== TEXT TO READ

1. At a Glance – Turbochargers, Tractors & Fighter Jets… Oh My!

https://i0.wp.com/preview.free3d.com/img/2020/05/2374260741529142387/1njegvoy.jpg?resize=800%2C450&ssl=1

Here’s a company that makes hydraulic pumps for tractors… and rear fuselages for aircraft. Yes, same balance sheet.

Market Cap: ₹6,441 Cr
Current Price: ₹9,479
3-Month Return: 3.08%
1-Year Return: 39.5%
P/E: 138
ROCE: 8.96%
ROE: 6.21%
Debt: ₹594 Cr
Book Value: ₹1,206

Q3 FY26 numbers?
Sales at ₹424.87 Cr.
PAT at ₹5.77 Cr (vs ₹3.53 Cr YoY).
Quarterly profit up 316% YoY.

Sounds heroic, right?

Now look at the valuation — 138 P/E. That’s “I build fighter jets” level optimism.

But the real question is this:
Is this a precision-engineered aerospace story… or a valuation that already assumes we’re supplying parts to Mars?

Let’s open the hangar doors.


2. Introduction – From Tractor Pumps to Fighter Jets

Dynamatic Technologies Ltd started in 1973 making hydraulic gear pumps. Very mechanical. Very boring. Very profitable once upon a time.

Fast forward to FY24 — aerospace now contributes 36% of revenue. In FY15, it was just 16%.

That’s not evolution. That’s a career switch.

The company now operates 9 manufacturing facilities across India, UK, and Germany. It serves clients like Airbus, Boeing, Dassault, HAL, BMW, Audi, John Deere — basically the guest list of a global manufacturing party.

Geographically, revenue split:

  • Europe (ex-UK): 37%
  • India: 23%
  • UK: 19%
  • US: 11%
  • Canada + ROW: 10%

This isn’t a domestic-only midcap. This is a globally exposed industrial manufacturer.

But here’s the contradiction:

  • Global clients
  • Defence partnerships
  • Aerospace expansion
  • Massive contracts

Yet ROE is 6.21%.

Are we looking at a company in transformation mode? Or one still learning how to convert engineering brilliance into shareholder returns?

====
== GIVEN MATERIAL

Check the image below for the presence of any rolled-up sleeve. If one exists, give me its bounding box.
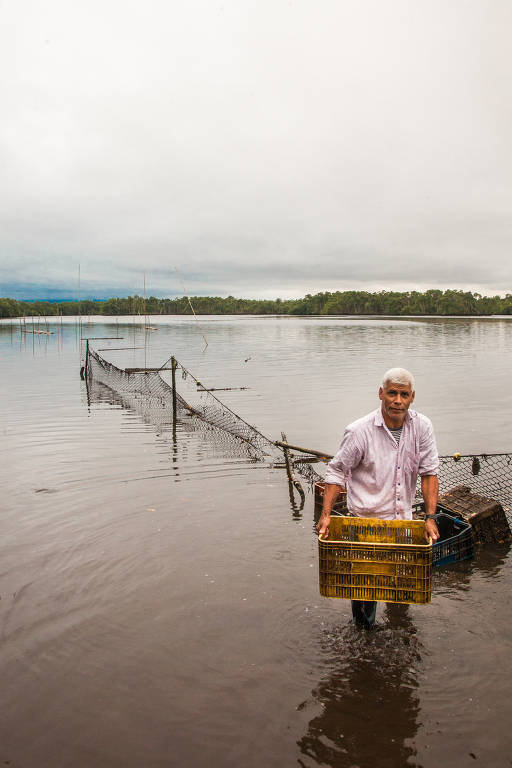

====

**PROBLEMS AND TASKS:**
a - Can you extract the passage of the Dynamatic Technologies article from "That’s not evolution." to "global manufacturing party.", copying it word for word?
b - How would the Dynamatic Technologies article carry on after its final question? Write the next section in the same style.

**ANSWERS FOR THE EXERCISE:**
a -
That’s not evolution. That’s a career switch.

The company now operates 9 manufacturing facilities across India, UK, and Germany. It serves clients like Airbus, Boeing, Dassault, HAL, BMW, Audi, John Deere — basically the guest list of a global manufacturing party.

b -
Let’s decode.


3. Business Model – WTF Do They Even Do?

Alright, imagine three businesses living under one roof:

1️ Hydraulics (31% of FY24 revenue)

They manufacture:

  • Hydraulic valves
  • Gear pumps
  • Fixed displacement pumps
  • Fan drive systems

They hold:

  • 80% share in Indian OEM tractor market
  • 38% share in global tractor market

That’s serious dominance. If tractors had Instagram, this company would be verified.


2️ Metallurgy (33%)

Casting and forging of:

  • Intake manifolds
  • Exhaust manifolds
  • Case fronts

Clients include Audi, BMW, Daimler, Volkswagen.

Translation: They supply components that sit inside engines and silently do their job.

Not glamorous. But critical.


3️ Aerospace (36%)

Now this is where the glamour is.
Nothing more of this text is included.